**INSTRUCTIONS FOR THE TASK**. Reproduce verbatim the records from the line with "Target: autogespot logo" up to and including the line with "(1116, 534)".

**TASK INPUT**.

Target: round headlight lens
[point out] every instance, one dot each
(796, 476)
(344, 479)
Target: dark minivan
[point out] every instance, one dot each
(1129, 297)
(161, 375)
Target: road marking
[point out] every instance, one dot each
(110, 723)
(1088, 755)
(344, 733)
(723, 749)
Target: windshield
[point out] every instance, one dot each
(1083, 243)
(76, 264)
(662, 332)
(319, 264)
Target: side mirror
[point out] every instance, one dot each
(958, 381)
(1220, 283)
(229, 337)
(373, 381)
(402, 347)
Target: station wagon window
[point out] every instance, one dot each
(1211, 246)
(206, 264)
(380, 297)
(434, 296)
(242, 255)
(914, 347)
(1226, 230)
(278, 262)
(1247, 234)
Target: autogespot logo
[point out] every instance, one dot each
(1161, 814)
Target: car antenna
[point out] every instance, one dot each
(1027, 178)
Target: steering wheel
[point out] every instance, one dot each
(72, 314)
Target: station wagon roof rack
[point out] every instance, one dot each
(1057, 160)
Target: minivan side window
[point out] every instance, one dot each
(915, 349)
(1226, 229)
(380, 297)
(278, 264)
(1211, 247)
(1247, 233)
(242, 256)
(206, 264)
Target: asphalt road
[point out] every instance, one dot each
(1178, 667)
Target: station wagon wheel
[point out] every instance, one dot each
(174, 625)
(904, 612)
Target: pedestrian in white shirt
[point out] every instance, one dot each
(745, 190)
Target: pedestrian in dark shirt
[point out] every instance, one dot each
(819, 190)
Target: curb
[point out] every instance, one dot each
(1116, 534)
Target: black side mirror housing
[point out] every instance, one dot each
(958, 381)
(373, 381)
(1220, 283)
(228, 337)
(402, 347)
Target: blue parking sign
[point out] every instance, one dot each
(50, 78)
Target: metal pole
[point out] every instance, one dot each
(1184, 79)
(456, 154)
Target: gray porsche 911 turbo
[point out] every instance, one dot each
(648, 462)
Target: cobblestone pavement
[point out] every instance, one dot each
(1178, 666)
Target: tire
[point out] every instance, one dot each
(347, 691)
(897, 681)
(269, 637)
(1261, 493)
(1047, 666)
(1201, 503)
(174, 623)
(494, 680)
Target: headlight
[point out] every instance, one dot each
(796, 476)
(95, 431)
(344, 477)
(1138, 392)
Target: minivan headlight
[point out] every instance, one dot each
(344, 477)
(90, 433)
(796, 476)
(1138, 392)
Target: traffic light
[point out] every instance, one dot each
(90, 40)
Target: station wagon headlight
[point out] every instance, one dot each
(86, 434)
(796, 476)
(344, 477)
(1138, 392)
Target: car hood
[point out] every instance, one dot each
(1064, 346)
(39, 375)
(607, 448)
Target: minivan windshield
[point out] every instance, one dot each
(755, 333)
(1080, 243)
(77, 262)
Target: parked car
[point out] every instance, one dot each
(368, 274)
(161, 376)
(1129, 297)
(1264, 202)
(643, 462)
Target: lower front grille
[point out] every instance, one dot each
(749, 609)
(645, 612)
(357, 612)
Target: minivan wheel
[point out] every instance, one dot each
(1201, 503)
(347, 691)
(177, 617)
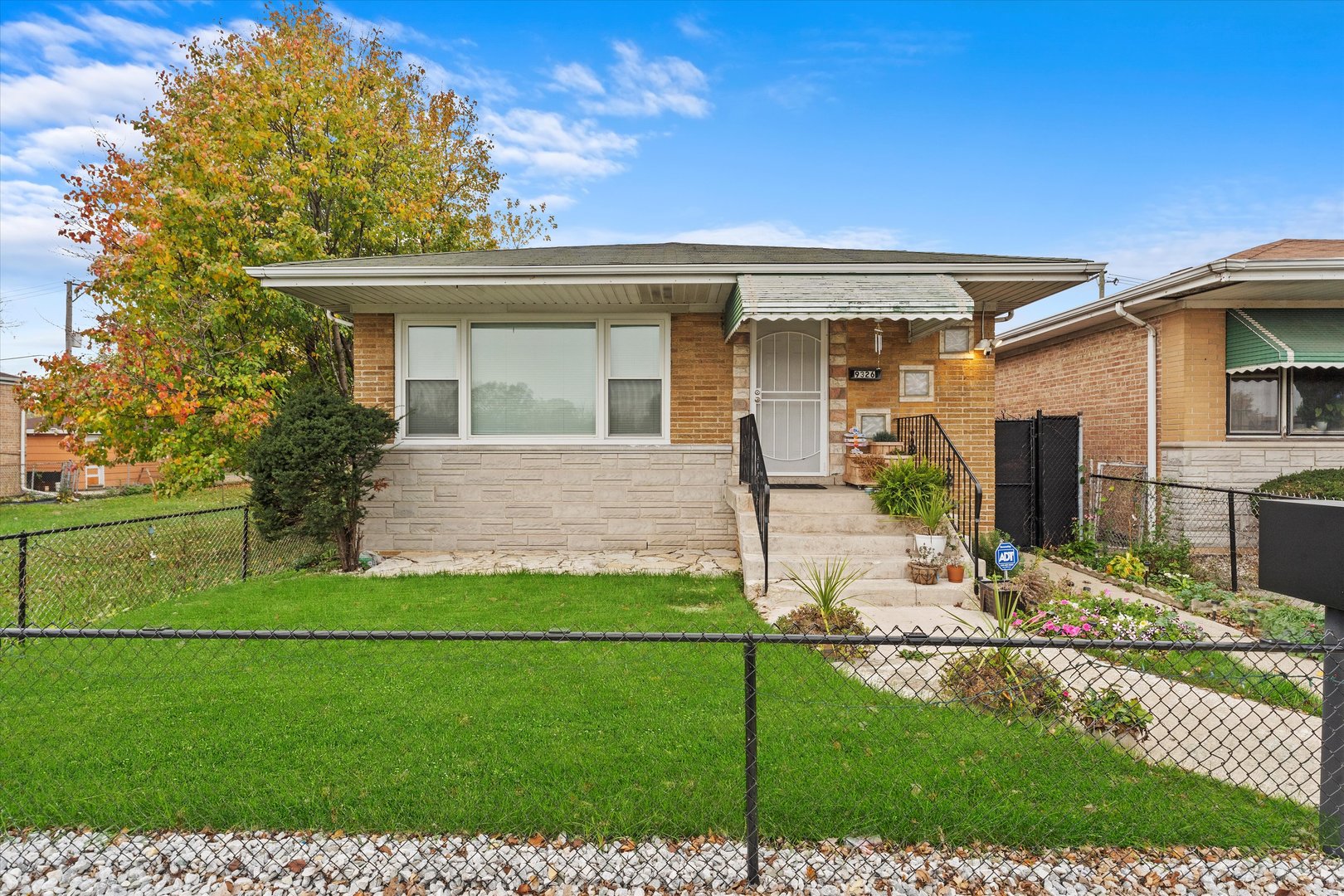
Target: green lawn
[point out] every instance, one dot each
(26, 516)
(596, 739)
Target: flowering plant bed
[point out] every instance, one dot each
(1105, 617)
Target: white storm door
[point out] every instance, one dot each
(789, 395)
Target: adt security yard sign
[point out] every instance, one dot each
(1006, 557)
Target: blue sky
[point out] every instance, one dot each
(1149, 136)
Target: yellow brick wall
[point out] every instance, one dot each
(11, 434)
(702, 381)
(962, 387)
(1103, 377)
(1192, 388)
(375, 371)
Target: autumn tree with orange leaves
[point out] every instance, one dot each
(297, 141)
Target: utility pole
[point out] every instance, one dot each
(71, 316)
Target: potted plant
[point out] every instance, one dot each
(884, 442)
(930, 508)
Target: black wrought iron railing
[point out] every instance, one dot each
(923, 437)
(752, 473)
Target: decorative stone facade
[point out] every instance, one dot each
(1246, 464)
(565, 497)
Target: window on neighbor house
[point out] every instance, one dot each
(1311, 401)
(567, 379)
(431, 381)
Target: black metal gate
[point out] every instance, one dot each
(1038, 480)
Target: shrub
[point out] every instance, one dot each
(901, 485)
(312, 466)
(1289, 622)
(1127, 566)
(1326, 483)
(1006, 684)
(1110, 712)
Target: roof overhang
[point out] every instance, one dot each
(1230, 282)
(679, 288)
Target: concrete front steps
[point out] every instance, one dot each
(830, 523)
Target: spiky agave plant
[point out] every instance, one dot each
(825, 583)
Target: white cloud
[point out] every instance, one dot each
(637, 85)
(577, 78)
(63, 149)
(85, 93)
(769, 232)
(530, 144)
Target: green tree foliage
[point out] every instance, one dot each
(312, 466)
(297, 141)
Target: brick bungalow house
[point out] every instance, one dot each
(583, 398)
(1224, 373)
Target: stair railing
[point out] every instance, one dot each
(752, 473)
(926, 440)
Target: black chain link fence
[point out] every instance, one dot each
(425, 762)
(78, 574)
(1216, 528)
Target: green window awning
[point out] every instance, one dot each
(835, 297)
(1262, 338)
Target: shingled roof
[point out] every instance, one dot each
(665, 254)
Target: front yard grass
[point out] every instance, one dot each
(592, 739)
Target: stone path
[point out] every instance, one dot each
(587, 563)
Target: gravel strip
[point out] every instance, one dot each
(262, 863)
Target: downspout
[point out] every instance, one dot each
(1152, 405)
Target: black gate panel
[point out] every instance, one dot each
(1015, 477)
(1038, 483)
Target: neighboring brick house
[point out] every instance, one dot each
(11, 437)
(606, 382)
(1249, 375)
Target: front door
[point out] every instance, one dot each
(789, 395)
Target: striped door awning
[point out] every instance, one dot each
(1261, 338)
(932, 299)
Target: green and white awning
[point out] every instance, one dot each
(929, 301)
(1262, 338)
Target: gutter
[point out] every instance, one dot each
(1152, 403)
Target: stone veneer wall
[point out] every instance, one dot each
(1248, 464)
(554, 497)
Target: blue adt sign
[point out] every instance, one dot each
(1006, 557)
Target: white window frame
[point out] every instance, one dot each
(971, 343)
(464, 377)
(916, 368)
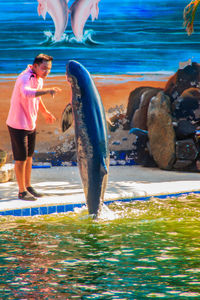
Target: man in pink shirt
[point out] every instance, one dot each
(25, 103)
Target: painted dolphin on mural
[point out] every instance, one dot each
(80, 12)
(90, 134)
(58, 10)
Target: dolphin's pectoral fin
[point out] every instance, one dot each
(103, 167)
(67, 118)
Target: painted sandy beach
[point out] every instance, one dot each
(114, 91)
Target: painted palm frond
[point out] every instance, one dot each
(189, 15)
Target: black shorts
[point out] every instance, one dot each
(23, 143)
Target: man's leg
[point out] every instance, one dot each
(28, 169)
(20, 167)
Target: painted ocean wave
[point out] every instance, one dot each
(127, 38)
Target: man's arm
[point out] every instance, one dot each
(51, 91)
(47, 115)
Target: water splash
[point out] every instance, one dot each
(69, 39)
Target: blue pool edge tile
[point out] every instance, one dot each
(63, 208)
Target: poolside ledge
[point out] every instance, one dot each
(63, 191)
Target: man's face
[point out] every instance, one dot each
(43, 69)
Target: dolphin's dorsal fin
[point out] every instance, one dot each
(67, 117)
(104, 169)
(94, 11)
(42, 8)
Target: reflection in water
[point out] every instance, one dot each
(149, 250)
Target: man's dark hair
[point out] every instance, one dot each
(40, 58)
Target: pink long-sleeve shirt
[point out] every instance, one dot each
(24, 105)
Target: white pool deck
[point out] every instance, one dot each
(63, 189)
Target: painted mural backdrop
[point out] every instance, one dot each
(127, 37)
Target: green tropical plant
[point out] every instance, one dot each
(189, 15)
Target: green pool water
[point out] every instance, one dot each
(139, 250)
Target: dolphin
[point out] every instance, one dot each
(91, 134)
(80, 12)
(58, 10)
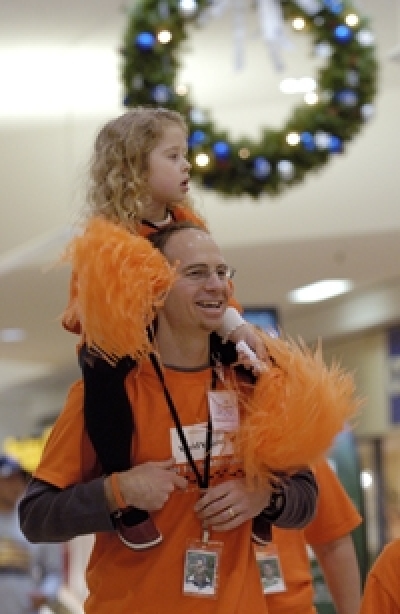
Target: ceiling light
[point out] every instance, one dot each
(320, 291)
(290, 85)
(12, 335)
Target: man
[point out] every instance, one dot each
(30, 575)
(184, 471)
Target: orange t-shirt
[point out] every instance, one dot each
(120, 579)
(382, 588)
(335, 517)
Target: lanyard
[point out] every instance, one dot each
(202, 481)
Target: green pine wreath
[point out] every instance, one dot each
(346, 87)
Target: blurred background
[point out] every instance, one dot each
(60, 81)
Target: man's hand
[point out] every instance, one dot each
(229, 504)
(148, 486)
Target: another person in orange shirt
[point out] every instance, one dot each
(329, 535)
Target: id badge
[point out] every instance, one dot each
(224, 410)
(201, 568)
(269, 567)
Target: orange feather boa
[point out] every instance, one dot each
(295, 410)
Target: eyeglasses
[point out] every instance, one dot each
(201, 272)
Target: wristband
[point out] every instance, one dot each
(116, 491)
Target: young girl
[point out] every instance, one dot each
(139, 179)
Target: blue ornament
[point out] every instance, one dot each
(221, 150)
(261, 168)
(196, 138)
(334, 6)
(145, 41)
(343, 34)
(307, 140)
(335, 144)
(161, 93)
(347, 97)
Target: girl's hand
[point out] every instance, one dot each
(248, 333)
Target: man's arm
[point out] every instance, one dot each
(341, 571)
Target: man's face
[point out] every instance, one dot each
(196, 304)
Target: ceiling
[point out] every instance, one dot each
(60, 64)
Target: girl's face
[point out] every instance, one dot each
(168, 168)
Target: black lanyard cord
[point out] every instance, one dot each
(202, 481)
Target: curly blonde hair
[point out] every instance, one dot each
(117, 176)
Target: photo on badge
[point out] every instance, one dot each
(270, 574)
(200, 573)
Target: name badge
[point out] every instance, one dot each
(223, 410)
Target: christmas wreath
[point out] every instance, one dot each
(342, 103)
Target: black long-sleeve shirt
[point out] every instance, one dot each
(51, 514)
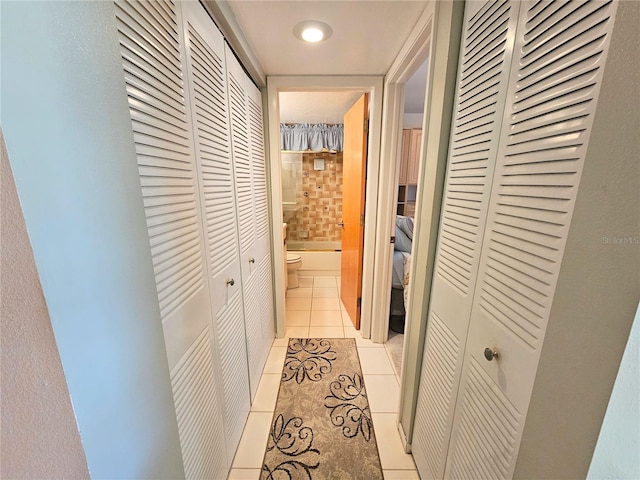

**ANSWER**.
Target: autogespot logo
[point out] every instance, one dot each
(1161, 814)
Target: car antenna
[point out] every instance, one dot each
(1027, 178)
Target: steering wheel
[point out] every instance, one dot each
(72, 314)
Target: station wagon roof rack
[point out] every instance, one dot each
(1057, 160)
Target: minivan side window
[point out] every instance, one dot each
(915, 349)
(1226, 229)
(380, 297)
(278, 264)
(1211, 247)
(1247, 233)
(242, 256)
(206, 264)
Target: asphalt road
[point out] every instance, one dot each
(1178, 667)
Target: station wagon wheel
[point out] every instance, one dot each
(174, 625)
(904, 612)
Target: pedestrian in white shirt
[point out] every instance, one dot each
(745, 190)
Target: pedestrian in dark shirt
[point out] every instance, one dot each
(819, 190)
Target: curb
[point out] every instance, one dot each
(1116, 534)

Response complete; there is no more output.